> **Supplied material**
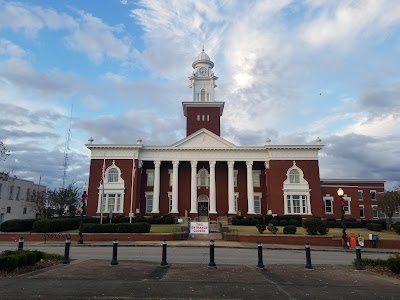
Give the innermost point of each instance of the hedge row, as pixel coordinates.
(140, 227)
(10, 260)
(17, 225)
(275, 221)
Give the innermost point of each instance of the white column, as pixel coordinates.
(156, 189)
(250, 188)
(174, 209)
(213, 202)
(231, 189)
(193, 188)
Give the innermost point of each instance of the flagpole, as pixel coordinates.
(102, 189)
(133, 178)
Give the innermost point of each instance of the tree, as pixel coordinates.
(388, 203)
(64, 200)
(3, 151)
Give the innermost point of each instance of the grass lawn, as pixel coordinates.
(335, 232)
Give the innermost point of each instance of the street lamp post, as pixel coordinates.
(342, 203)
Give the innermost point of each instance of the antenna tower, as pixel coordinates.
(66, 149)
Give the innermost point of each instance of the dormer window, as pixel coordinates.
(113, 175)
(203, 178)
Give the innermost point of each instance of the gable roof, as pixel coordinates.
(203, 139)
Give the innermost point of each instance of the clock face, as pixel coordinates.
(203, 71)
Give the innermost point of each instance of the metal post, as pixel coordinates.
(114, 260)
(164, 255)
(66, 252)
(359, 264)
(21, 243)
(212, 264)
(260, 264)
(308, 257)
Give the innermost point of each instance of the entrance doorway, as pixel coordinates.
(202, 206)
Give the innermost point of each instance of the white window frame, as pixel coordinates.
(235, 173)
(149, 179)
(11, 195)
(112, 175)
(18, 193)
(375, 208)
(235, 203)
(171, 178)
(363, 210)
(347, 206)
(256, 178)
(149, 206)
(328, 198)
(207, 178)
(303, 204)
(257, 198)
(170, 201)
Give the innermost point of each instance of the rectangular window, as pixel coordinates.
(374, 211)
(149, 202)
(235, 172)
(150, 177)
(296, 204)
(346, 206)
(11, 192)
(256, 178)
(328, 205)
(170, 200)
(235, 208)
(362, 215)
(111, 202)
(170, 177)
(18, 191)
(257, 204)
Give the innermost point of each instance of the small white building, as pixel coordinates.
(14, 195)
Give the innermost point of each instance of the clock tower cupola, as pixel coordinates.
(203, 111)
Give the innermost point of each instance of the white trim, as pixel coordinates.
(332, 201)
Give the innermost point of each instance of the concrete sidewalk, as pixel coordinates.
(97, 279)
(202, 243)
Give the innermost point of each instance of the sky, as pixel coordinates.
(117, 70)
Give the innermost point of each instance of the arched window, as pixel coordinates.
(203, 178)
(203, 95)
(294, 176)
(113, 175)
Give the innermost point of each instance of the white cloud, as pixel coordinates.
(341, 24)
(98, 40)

...

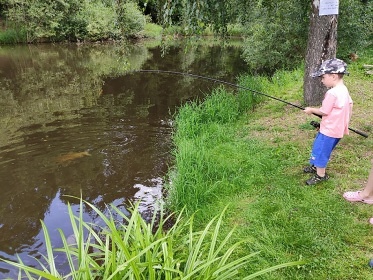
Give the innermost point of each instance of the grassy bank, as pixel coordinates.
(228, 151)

> **Short task**
From the rows above, copy every line that contains the string "post". Matching is case-sensitive.

> **Right answer**
Give the innermost point of each instance of the street lamp post, as pixel coordinates.
Give the innermost point of each instance of the metal post, as pixel coordinates.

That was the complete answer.